* Instruction: Show every line below that contains the word "Find".
─── Provided records ───
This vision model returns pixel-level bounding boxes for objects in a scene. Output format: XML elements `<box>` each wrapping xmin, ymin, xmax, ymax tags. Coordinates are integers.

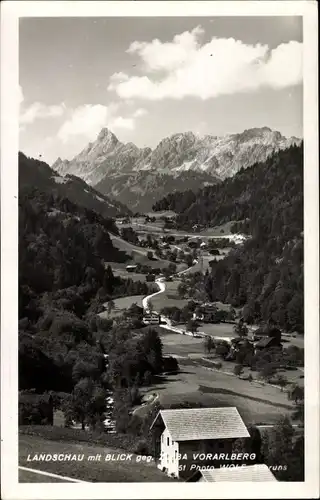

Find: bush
<box><xmin>133</xmin><ymin>439</ymin><xmax>151</xmax><ymax>455</ymax></box>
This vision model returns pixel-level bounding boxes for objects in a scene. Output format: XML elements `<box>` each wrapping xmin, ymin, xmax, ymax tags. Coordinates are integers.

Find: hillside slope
<box><xmin>19</xmin><ymin>153</ymin><xmax>131</xmax><ymax>217</ymax></box>
<box><xmin>155</xmin><ymin>145</ymin><xmax>303</xmax><ymax>332</ymax></box>
<box><xmin>52</xmin><ymin>127</ymin><xmax>300</xmax><ymax>212</ymax></box>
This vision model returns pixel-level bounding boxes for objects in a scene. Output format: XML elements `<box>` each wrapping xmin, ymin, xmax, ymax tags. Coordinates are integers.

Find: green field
<box><xmin>150</xmin><ymin>281</ymin><xmax>189</xmax><ymax>312</ymax></box>
<box><xmin>19</xmin><ymin>434</ymin><xmax>172</xmax><ymax>483</ymax></box>
<box><xmin>141</xmin><ymin>328</ymin><xmax>292</xmax><ymax>424</ymax></box>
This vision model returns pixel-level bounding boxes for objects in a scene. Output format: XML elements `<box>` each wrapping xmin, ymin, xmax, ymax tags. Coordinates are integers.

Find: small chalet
<box><xmin>126</xmin><ymin>264</ymin><xmax>137</xmax><ymax>273</ymax></box>
<box><xmin>255</xmin><ymin>337</ymin><xmax>282</xmax><ymax>351</ymax></box>
<box><xmin>193</xmin><ymin>302</ymin><xmax>217</xmax><ymax>323</ymax></box>
<box><xmin>142</xmin><ymin>311</ymin><xmax>161</xmax><ymax>325</ymax></box>
<box><xmin>151</xmin><ymin>407</ymin><xmax>249</xmax><ymax>479</ymax></box>
<box><xmin>188</xmin><ymin>464</ymin><xmax>277</xmax><ymax>483</ymax></box>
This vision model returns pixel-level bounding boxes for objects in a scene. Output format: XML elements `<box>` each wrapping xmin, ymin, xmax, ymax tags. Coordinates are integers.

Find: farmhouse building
───
* Output for this task:
Find: bush
Find: hillside slope
Find: green field
Find: small chalet
Find: farmhouse building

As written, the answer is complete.